- Aim of the task:
Print all the entries verbatim.

- Given records:
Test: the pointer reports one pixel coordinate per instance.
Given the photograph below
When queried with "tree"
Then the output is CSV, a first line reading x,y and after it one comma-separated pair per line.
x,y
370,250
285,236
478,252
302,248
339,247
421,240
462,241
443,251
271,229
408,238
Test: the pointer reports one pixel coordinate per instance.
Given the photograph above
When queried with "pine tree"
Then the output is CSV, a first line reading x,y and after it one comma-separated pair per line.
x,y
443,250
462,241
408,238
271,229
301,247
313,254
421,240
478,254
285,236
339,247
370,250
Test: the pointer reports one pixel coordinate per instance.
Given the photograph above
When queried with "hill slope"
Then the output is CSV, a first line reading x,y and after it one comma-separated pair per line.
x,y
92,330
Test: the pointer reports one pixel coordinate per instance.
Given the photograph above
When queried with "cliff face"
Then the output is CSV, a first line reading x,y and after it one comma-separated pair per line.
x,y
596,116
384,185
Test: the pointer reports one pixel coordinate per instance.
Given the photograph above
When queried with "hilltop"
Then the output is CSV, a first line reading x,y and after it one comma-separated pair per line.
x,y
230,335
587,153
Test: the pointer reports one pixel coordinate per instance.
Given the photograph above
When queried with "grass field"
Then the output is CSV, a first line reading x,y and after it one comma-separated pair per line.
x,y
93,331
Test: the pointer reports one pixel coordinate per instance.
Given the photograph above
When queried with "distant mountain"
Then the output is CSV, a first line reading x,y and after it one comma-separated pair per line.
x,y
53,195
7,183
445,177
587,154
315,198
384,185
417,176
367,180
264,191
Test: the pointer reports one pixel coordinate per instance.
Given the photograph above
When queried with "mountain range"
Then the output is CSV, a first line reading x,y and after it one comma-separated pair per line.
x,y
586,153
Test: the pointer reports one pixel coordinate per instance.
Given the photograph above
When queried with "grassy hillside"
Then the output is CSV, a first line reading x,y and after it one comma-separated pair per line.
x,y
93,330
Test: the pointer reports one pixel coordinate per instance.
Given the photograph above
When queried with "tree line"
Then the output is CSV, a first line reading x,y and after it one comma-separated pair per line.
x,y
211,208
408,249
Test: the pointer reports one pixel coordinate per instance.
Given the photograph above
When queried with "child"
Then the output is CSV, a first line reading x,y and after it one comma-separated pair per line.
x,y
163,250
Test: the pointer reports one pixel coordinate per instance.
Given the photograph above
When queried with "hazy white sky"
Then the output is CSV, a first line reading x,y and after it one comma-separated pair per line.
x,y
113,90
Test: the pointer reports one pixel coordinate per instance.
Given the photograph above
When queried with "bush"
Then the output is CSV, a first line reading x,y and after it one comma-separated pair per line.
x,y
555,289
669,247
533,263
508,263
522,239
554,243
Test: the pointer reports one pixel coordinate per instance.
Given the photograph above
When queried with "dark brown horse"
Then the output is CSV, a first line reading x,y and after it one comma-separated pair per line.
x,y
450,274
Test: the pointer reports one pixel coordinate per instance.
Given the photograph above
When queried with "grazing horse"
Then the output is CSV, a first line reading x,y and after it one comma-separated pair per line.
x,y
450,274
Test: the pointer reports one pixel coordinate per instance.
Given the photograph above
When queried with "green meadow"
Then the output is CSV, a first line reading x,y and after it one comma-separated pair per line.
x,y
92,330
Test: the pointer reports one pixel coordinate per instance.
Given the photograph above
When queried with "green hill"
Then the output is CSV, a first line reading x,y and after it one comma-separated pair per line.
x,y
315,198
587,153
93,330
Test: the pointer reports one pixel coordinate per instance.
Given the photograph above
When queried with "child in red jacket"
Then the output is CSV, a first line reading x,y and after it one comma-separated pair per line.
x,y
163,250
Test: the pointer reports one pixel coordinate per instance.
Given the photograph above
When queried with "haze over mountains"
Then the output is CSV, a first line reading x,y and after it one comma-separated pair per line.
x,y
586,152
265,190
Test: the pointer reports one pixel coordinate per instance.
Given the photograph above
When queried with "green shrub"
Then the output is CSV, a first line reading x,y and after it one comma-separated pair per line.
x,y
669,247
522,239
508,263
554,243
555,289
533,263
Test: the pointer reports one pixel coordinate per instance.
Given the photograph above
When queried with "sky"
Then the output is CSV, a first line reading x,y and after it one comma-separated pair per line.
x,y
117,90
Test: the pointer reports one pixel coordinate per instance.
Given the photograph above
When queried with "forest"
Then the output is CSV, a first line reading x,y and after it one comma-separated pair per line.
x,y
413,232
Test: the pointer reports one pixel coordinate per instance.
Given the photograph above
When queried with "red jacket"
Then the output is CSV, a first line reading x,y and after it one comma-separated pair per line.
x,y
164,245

- Written answer:
Test: the pointer reports one pixel coordinate per instance.
Given the photograph below
When queried with "tree"
Then the output is CSV, a first line reading x,y and after it one comma-separated pair per line.
x,y
370,250
285,236
478,252
302,248
339,247
421,240
462,241
443,251
271,229
408,238
Test: the pointer reports one pixel coordinate per instance.
Given the photograph above
When queried with "pine tree"
Then the output is CSV, a first line reading x,y and after it one comma-separated pair per line.
x,y
443,250
462,241
408,238
271,229
301,247
313,254
421,240
478,254
285,236
339,247
370,250
Test: the pointer reports one pixel coordinate per instance.
Given the photograph above
When queried with "hill slope"
Then the output is CSV, a first line reading x,y and after it one comma-separated pair per line.
x,y
92,330
Test: the pointer reports one pixel coordinate per instance.
Given the photograph above
When queried with "cliff face"
Then the output is CSV, a first line reading x,y and after it one comma-separated pair per line.
x,y
596,116
384,185
Test: the pointer reports one pixel coordinate per instance.
Given the photograph above
When queried with "hilltop"
Then the output is CSV, a first line reading x,y and after it one comma-separated pair per line.
x,y
230,335
587,153
Test: the pointer reports one pixel coordinate per instance.
Given the photograph above
When queried with "grass field"
Then the output is CSV, a first line reading x,y and after it one comma-separated pair per line.
x,y
93,331
Test: the pointer reports one pixel coordinate per instance.
Given the photograph above
When queried with "distant mountain"
Then the output is CSV, a first line reading x,y and after it one comma-separated pair per line.
x,y
53,195
7,183
445,177
587,154
315,198
384,185
417,176
367,180
264,191
Test: the pointer reports one pixel coordinate per instance.
Given the photograph above
When queried with "mountain range"
Then the output is CSV, a first line reading x,y and after it one comma-separated pair per line.
x,y
586,153
Test: the pointer reports one pixel coordinate per instance.
Given the photograph above
When queried with "grassy hillside"
Then the output is CSV, a first line reading x,y and after it one comma-separated pair per line.
x,y
93,330
Test: the pointer reports one pixel coordinate per instance.
Given the photograph above
When queried with "tree line"
Then the output is CSV, a first line reading x,y and after it one comma-separated pair per line.
x,y
211,208
408,249
Test: the pointer reports one pixel coordinate per instance.
Given the photograph above
When queried with "child"
Then the output is CSV, a first line reading x,y and after it one comma-separated pair per line.
x,y
163,250
Test: the pointer reports one pixel coordinate per instance.
Given the photograph above
When queried with "hazy white sky"
Then the output is CSV, a first line reading x,y and after it one comma-separated pair per line.
x,y
113,90
Test: the pointer reports one pixel coordinate per instance.
Given the photograph above
When queried with "bush"
Then the output is CSV, a first line reading x,y and after it one comma-separated pair per line.
x,y
555,289
669,247
533,263
508,263
522,239
554,243
Test: the pointer reports one pixel coordinate per instance.
Given the photograph above
When queried with "dark brown horse"
Then the output is CSV, a first line reading x,y and after it one comma-separated pair per line.
x,y
450,274
Test: the pointer reports one pixel coordinate per instance.
Given the photograph above
When queried with "grazing horse"
Then the output is CSV, a first line reading x,y and after it one comma-separated pair per line.
x,y
450,274
Test: the pointer reports one pixel coordinate per instance.
Given the photograph above
When queried with "green meadow"
Then the output is CSV, a first line reading x,y and after it one comma-separated pair per line.
x,y
92,330
Test: the pointer reports one pixel coordinate per instance.
Given the photograph above
When queried with "green hill"
Then the output is CSV, a first line reading x,y and after it one comma-separated pair per line.
x,y
315,198
587,153
93,330
Test: the pointer reports one pixel coordinate per instance.
Given the photograph above
When queried with "child in red jacket"
Then the output is CSV, a first line reading x,y and after it one comma-separated pair per line.
x,y
163,250
Test: the pointer reports one pixel coordinate per instance.
Given the photograph above
When queried with "haze over mountains"
Then the output is CSV, a first line reading x,y and after it one comma-separated pair per line.
x,y
586,152
265,190
Test: the pointer reports one pixel coordinate per instance.
Given the photograph above
When queried with "green shrub"
Then the output is CSV, a first line reading x,y and after it one comma-separated pair per line.
x,y
669,247
522,239
508,263
554,243
555,289
533,263
Test: the pointer reports one pixel coordinate per instance.
Given the photograph above
When queried with "sky"
Then the output is CSV, a first line reading x,y and after it one comma-separated pair per line.
x,y
117,90
Test: the pointer reports one pixel coordinate per instance.
Given the photograph above
When queried with "forest"
Then the output is CSV, a first line reading x,y and after it one comma-separated pair per line.
x,y
413,232
Test: the pointer reports one pixel coordinate per instance.
Given the photograph above
When queried with "red jacket"
Then the output is CSV, a first line reading x,y and after it one comma-separated pair per line.
x,y
164,245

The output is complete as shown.